-- START --
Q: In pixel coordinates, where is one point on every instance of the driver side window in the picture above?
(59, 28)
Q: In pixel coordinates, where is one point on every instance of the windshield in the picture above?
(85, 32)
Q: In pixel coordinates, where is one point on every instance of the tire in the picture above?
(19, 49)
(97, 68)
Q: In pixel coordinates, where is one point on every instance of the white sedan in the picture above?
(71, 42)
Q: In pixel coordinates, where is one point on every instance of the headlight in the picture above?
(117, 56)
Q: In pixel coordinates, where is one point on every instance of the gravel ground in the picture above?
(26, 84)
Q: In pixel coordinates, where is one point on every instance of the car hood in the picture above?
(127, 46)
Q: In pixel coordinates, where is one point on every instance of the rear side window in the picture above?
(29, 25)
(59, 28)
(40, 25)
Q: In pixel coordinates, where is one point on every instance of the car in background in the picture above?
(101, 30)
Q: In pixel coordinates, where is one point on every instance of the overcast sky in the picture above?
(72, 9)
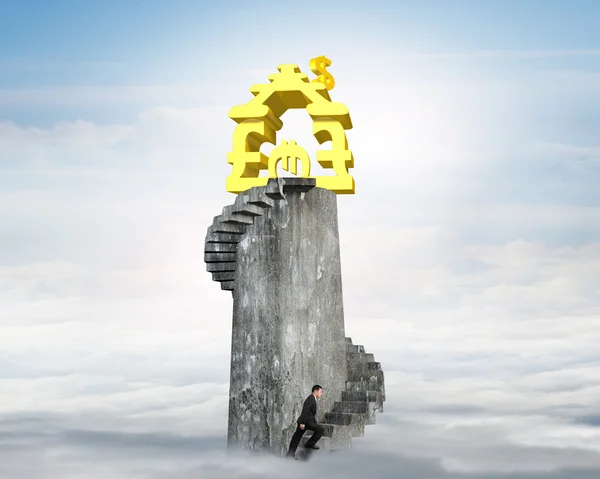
-- END --
◆ TASK DESCRIPTION: Could you copy every one of the records above word for word, leaving the picture out?

◆ EXPECTED ANSWER:
Q: In pixel coordinates, where is one point on every instance of the driver side window in the picture above?
(59, 28)
Q: In pixel coordinates, where is one point on every instance of the windshield in the picture above?
(85, 32)
Q: In pixel coordinates, where is one point on every instance of the tire in the picture above?
(19, 49)
(97, 68)
Q: In pixel coordinates, where is one point on every instance of the white sedan in the picture above?
(71, 42)
Q: In pixel coordinates, where is one point on every instance of the headlight in the picture above?
(117, 56)
Q: In pixel coordinates, where is one point on every instance of the gravel ground in the picture above?
(26, 84)
Q: In pixel coordinates, where is one point on every instance of the car hood in the picture above?
(127, 46)
Q: In pixel coordinates, where is one point on every instance of the rear side window in the picture above?
(29, 25)
(59, 28)
(40, 25)
Q: In pixel coordinates, where is one point on every instance of the car in background in the picture above?
(101, 30)
Q: In pixel coordinates, where is one point on every instance of the overcast sky in the picture above?
(72, 9)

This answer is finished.